DPP YLBH Garda Tipikor Indonesia, Akan Bongkar Mafia Tanah di Kalbar, Oknum Berwenang Yang Terlibat Akan Dilibas.

DPP YLBH Garda Tipikor Indonesia, Akan Bongkar Mafia Tanah di Kalbar, Oknum Berwenang Yang Terlibat Akan Dilibas.

Mitragalaksi.com, Pontianak, Kalbar. Kasus mafia tanah dalam waktu dekat akan dibongkar habis oleh para “pendekar hukum senior” yang turun gunung untuk membantu masyarakat kecil yang terzolimi oleh para mafia tanah. Para oknum berwenang maupun oknum aparat penegak hukum yang terlibat tinggal siap siap dipolisikan.

Tujuan 1:
Sebutkan semua nama diri (nama organisasi, situs web, dan tempat) yang muncul dalam kutipan berita tentang mafia tanah di Kalbar di atas.

[Entri yang terdapat dalam sebuah dataset]
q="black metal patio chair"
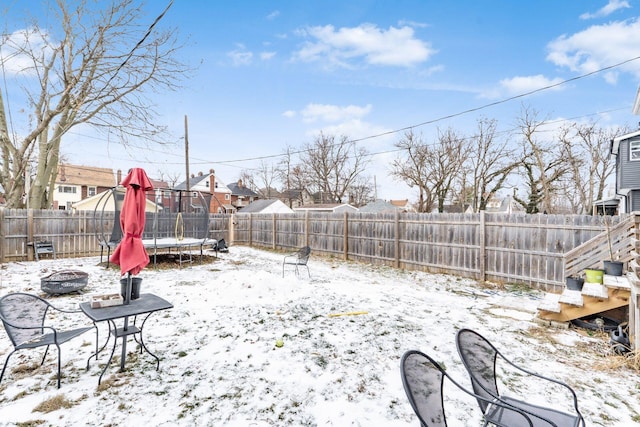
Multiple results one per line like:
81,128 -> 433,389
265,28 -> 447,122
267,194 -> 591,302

Tujuan 2:
Pada semua entri di atas, ganti "black" menjadi "white" dan biarkan bagian lainnya tetap sama. Tulis ulang entri tersebut tanpa menyertakan gambarnya.

Jawaban Akhir 1:
DPP YLBH Garda Tipikor Indonesia, Kalbar, Mitragalaksi.com, Pontianak

Jawaban Akhir 2:
q="white metal patio chair"
Multiple results one per line like:
81,128 -> 433,389
265,28 -> 447,122
267,194 -> 591,302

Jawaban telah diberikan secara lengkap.